-- Point placement records --
■ ■ ■ ■ ■

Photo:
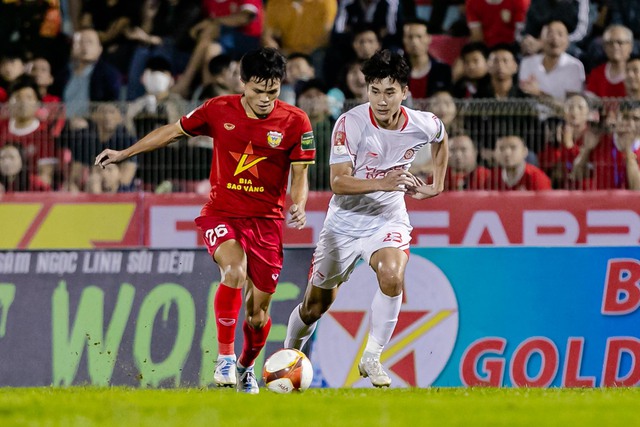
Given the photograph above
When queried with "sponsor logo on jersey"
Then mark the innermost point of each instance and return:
(409, 154)
(247, 161)
(422, 341)
(308, 142)
(505, 14)
(274, 138)
(340, 139)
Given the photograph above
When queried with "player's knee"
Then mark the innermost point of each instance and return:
(311, 312)
(258, 321)
(235, 276)
(391, 281)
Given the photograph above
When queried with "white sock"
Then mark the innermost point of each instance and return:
(384, 316)
(298, 332)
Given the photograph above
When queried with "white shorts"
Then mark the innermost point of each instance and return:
(336, 255)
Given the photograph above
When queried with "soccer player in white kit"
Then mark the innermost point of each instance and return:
(373, 146)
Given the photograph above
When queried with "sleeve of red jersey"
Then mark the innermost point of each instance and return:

■ ■ ■ ■ ■

-- Given exercise --
Reproduce every line of the entries above, requests included, with each point coordinate multiplied by 1.35 and rounded to a whole number, halves rounded up. Leave the pictures out of your answer.

-- Reply to the task --
Photo:
Given the photograph above
When queried with "sponsor logo on jersey"
Then mark the innermost point of each instance and return:
(552, 208)
(333, 217)
(570, 460)
(416, 192)
(682, 19)
(370, 186)
(459, 188)
Given the photograph above
When queried with "player's knee"
Then mark the innermost point of each instance and return:
(420, 421)
(348, 433)
(317, 373)
(528, 379)
Given the photograph above
When queried with "white sock"
Then mark the innermost point of each instance and return:
(518, 427)
(402, 448)
Given the photograph above
When queried with "white shorts"
Then mark the innermost point of each instance and return:
(454, 344)
Given the photograph above
When queried with "soccer player in white kit"
Then mark the innermost point of each instance and return:
(504, 197)
Given the photograph above
When queried with "sleeve of red jersey"
Then mark the innermost point of each instance and return:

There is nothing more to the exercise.